### AIM OF THE TASK
Quote the budget estimates transcript below word for word, from "Mr BERKMAN: I" up to and including "strict regulatory barriers.".

### EXTRACTED TEXT
During Parliamentary Budget Estimates on Tuesday 8 August 2023, I asked about the potential for Qbuild to take over building contracts held by collapsed companies.
You can read the answers below or in the official Queensland Parliament Record of Proceedings (Hansard).
Mr BERKMAN: I am sure it has been lost on no-one that we have seen a number of construction company collapses over the last year that have in some cases delayed the construction of thousands of homes. Just last week we learned that another Queensland-based builder, GCB Constructions, has been placed into administration, leaving potentially hundreds of units unfinished. My first question is to the director-general. Can you outline for the committee what barriers exist to QBuild potentially taking on these contracts as construction manager and potentially as a public housing build? I am thinking of barriers like staff capacity, wage competitiveness or any strict regulatory barriers.
CHAIR: There are quite a few questions there but if the director-general can answer them.
Mr Martyn: I thank the honourable member for the question and for his interest in QBuild. QBuild exists to undertake work in the public sector. Last year was our 160th anniversary. We talked about the fact that we had a proud heritage but also a big future. QBuild is not only growing in terms of the size of its workforce; it is also innovating. We have heard the minister talk today about the modern methods of construction process which is allowing us to deliver more government key worker housing and social housing, particularly in regional and remote Queensland, where it is harder to get public sector capability. In terms of whether or not QBuild can do more social housing, we are always talking with our colleagues in the Department of Housing about how we can lean in to help them to do more, and we have had some very constructive conversations with them. That is a range of issues around how we build more houses more quickly and how we reduce wait times in terms of turning houses over and getting them back to tenants. We are very conscious, though, that QBuild is not a direct competitor to the private sector. We have our particular niche and I think we do it well. What I would say is that we are trying to do it differently and better. I think what you are seeing is significant effort in that regard. We do work in partnership with the private sector, so the modern methods of construction process has been an example of learning from the private sector because they have been doing modular housing much longer than QBuild has. We are learning that, applying it and building up our own capacity. As the minister said, we have the Eagle Farm facility. We will soon have an answer on the Cairns facility. We will be able to provide more public housing, more government worker housing in the cape which is often hard to do. QBuild is doing a lot, it is expanding rapidly, and it is doing it in a way that supports the government’s objectives. It is potentially outside of this portfolio, but clearly the government as a whole adopts the approach of working with both the public provider and the private sector to address those housing needs.

### DATASET ROWS
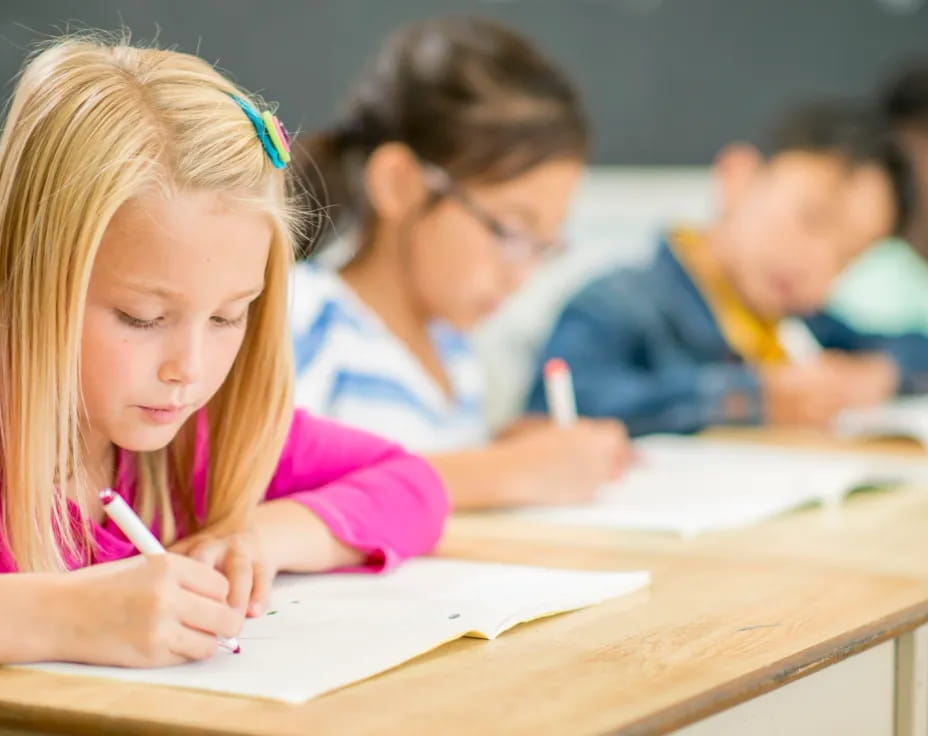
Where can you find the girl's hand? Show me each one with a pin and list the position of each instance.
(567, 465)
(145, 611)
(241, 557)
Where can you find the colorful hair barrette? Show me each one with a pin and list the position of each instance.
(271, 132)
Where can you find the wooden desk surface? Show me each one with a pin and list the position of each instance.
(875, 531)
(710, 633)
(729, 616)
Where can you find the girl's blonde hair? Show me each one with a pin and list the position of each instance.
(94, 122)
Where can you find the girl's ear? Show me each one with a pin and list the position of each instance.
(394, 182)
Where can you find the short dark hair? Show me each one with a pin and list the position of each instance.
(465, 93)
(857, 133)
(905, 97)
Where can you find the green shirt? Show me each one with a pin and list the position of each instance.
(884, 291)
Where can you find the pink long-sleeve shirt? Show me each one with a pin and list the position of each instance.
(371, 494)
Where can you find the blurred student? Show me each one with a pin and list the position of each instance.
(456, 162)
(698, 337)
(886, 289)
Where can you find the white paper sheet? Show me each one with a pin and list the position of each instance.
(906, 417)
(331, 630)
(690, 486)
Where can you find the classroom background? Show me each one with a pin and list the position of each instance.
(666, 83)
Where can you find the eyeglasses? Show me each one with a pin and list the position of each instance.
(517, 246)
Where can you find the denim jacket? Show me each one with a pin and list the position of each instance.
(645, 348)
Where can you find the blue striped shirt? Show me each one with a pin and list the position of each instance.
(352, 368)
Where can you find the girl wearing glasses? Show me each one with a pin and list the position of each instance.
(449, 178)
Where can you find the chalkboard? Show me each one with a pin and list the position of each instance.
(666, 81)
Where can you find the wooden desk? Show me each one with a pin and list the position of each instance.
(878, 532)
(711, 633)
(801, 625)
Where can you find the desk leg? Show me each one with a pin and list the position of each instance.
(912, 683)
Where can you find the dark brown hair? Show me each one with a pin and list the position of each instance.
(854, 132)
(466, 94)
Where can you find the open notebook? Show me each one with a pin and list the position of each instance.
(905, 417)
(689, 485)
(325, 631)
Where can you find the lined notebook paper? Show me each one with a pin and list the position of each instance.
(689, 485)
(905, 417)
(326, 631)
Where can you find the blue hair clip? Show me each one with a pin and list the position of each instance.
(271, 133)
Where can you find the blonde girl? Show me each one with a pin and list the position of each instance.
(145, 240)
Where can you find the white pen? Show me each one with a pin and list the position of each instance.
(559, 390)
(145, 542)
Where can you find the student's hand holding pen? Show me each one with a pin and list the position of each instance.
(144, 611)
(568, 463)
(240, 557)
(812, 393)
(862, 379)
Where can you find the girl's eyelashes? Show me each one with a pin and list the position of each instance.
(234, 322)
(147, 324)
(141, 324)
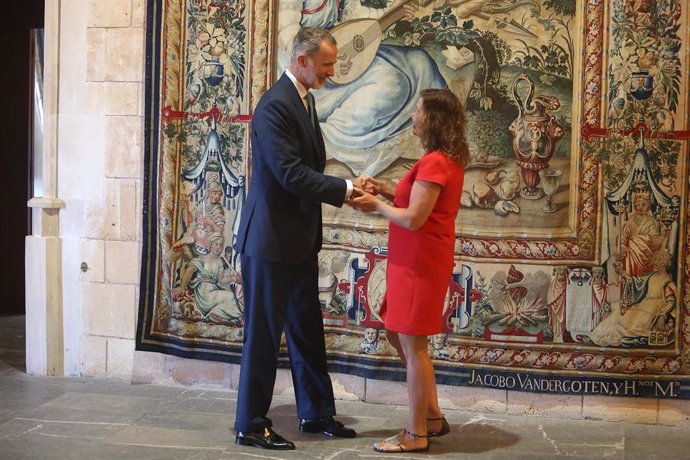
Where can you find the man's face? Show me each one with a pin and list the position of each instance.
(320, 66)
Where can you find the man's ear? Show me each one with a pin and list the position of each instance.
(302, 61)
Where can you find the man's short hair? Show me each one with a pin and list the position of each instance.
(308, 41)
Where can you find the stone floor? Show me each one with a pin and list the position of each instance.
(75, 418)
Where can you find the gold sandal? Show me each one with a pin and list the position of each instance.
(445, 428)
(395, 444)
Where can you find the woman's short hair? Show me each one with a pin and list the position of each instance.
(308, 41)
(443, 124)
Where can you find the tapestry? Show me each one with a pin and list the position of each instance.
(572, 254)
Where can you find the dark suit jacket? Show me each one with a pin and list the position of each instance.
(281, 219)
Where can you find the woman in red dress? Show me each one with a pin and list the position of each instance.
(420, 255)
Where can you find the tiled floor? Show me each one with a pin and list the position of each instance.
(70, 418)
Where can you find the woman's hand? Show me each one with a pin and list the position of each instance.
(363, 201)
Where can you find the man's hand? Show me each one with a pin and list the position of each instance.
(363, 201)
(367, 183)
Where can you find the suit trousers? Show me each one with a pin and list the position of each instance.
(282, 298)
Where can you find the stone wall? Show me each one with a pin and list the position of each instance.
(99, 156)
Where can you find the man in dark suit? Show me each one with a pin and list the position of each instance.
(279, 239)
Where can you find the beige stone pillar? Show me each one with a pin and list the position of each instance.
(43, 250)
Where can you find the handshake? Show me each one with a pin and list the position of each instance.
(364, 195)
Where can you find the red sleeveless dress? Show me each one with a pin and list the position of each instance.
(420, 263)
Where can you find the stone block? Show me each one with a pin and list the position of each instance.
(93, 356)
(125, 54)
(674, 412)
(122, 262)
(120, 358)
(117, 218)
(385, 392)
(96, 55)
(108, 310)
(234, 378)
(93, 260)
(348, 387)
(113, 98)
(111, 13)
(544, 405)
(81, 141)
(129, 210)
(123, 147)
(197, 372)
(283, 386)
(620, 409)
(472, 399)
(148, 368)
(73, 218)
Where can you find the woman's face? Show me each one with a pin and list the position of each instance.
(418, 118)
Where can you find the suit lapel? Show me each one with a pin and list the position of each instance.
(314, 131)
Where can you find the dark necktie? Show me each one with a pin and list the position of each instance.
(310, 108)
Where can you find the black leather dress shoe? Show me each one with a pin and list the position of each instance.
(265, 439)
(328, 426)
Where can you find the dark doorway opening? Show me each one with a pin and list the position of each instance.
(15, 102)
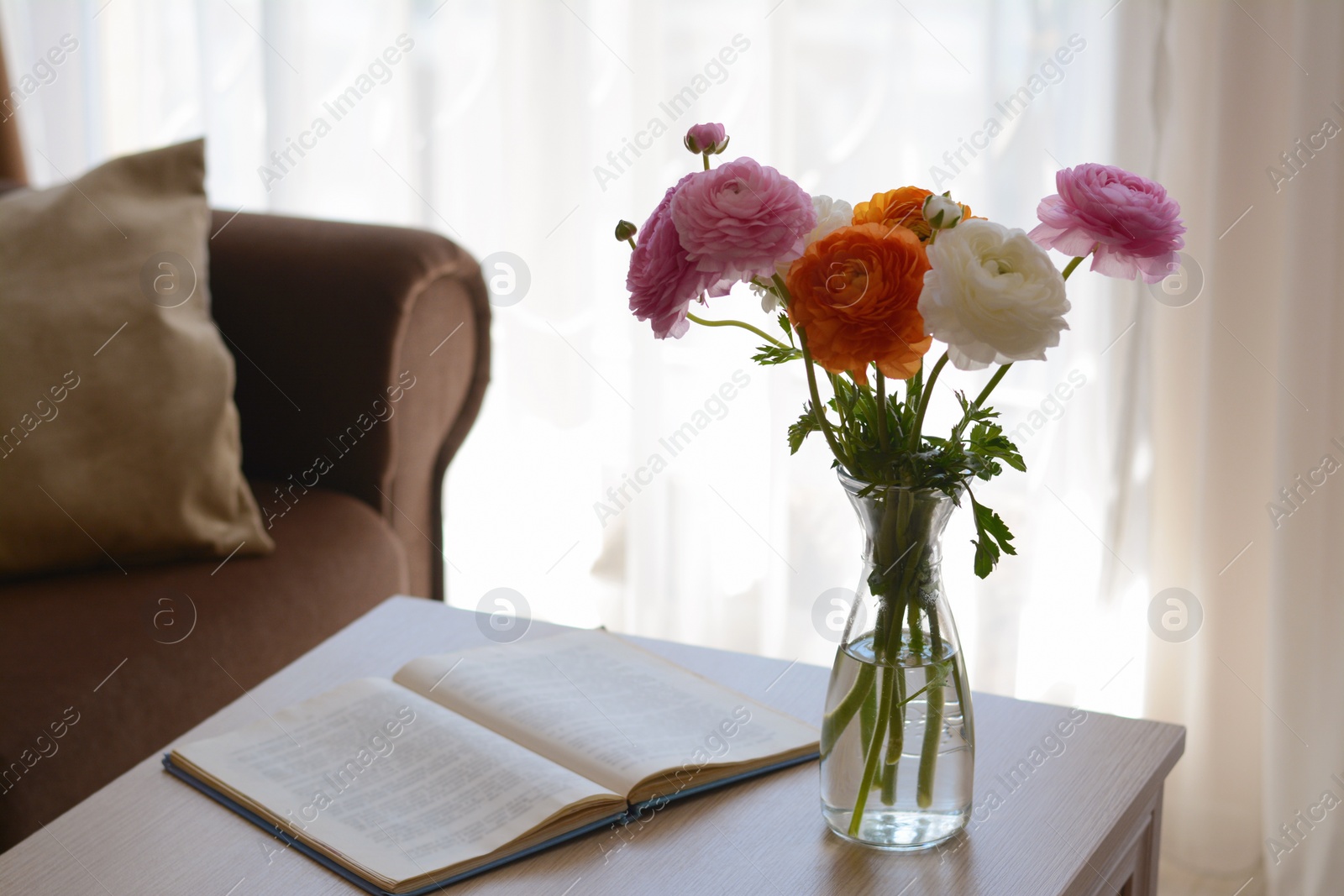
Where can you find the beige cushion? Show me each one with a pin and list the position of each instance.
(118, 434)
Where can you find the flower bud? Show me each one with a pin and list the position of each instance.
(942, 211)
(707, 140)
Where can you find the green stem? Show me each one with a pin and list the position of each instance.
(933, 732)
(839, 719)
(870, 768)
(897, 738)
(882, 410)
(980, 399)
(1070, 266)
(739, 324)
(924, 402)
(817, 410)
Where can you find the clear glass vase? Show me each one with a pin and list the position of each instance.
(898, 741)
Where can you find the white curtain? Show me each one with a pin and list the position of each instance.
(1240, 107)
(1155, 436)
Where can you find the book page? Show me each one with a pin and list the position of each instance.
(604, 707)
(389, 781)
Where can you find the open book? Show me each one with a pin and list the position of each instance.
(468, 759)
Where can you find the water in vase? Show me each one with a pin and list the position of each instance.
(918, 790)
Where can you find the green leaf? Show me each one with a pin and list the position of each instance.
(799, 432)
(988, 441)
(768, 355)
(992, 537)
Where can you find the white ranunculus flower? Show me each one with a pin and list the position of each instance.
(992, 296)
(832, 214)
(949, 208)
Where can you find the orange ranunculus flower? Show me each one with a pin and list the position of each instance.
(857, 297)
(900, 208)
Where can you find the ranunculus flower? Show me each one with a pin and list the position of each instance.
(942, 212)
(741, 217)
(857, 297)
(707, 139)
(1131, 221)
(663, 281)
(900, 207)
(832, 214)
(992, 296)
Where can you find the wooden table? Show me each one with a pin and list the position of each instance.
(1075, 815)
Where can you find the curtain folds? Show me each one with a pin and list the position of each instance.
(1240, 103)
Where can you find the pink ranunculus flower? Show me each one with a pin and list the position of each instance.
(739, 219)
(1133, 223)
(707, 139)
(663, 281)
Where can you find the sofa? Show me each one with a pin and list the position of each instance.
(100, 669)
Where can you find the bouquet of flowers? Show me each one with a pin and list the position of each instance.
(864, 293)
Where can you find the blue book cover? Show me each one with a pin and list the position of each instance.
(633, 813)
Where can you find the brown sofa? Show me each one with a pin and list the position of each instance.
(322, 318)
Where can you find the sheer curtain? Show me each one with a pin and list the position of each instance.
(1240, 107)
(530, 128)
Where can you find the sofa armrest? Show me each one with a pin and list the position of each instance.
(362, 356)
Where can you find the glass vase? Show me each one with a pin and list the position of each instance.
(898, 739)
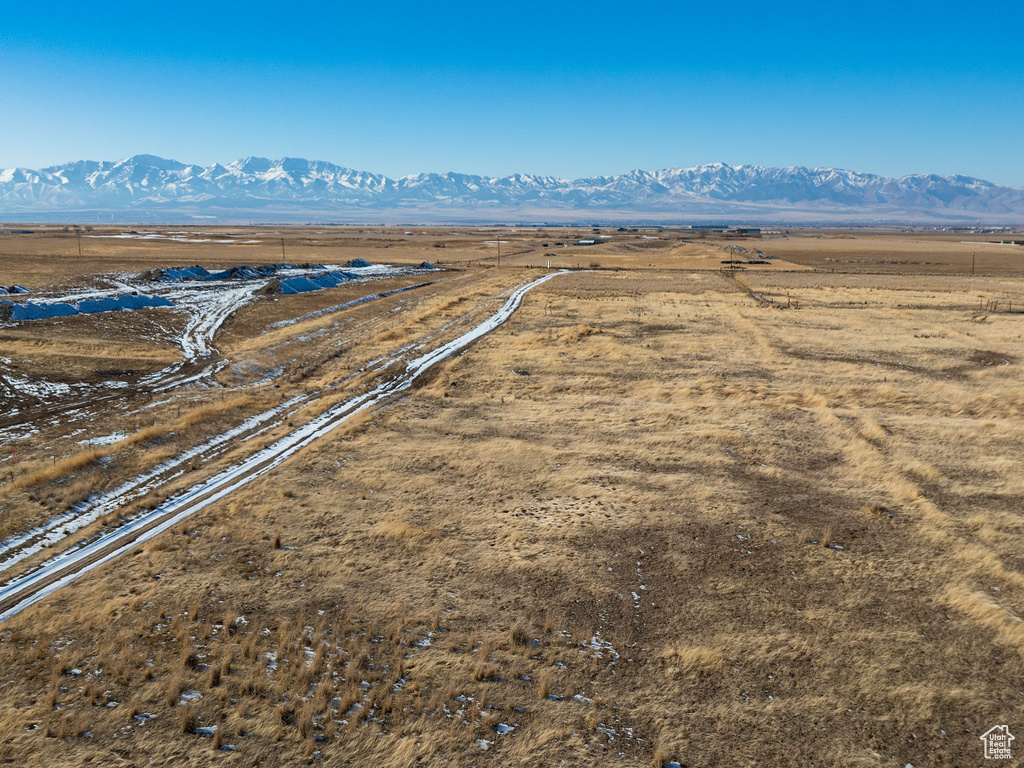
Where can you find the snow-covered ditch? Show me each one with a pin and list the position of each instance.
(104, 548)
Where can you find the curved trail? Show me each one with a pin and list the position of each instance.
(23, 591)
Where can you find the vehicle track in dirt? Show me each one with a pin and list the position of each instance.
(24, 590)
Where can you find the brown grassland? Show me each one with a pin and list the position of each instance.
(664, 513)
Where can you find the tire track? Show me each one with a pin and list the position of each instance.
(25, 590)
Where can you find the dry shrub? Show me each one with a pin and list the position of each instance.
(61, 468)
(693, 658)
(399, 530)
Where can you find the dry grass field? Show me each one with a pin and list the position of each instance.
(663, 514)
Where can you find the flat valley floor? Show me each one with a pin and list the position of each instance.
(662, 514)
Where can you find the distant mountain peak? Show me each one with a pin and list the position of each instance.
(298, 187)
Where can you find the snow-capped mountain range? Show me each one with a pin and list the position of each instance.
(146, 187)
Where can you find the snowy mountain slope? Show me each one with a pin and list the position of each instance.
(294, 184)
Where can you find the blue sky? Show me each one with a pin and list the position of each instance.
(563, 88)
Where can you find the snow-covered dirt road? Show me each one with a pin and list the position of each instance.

### SOLUTION TO THIS PROBLEM
Mr BERKMAN: I am sure it has been lost on no-one that we have seen a number of construction company collapses over the last year that have in some cases delayed the construction of thousands of homes. Just last week we learned that another Queensland-based builder, GCB Constructions, has been placed into administration, leaving potentially hundreds of units unfinished. My first question is to the director-general. Can you outline for the committee what barriers exist to QBuild potentially taking on these contracts as construction manager and potentially as a public housing build? I am thinking of barriers like staff capacity, wage competitiveness or any strict regulatory barriers.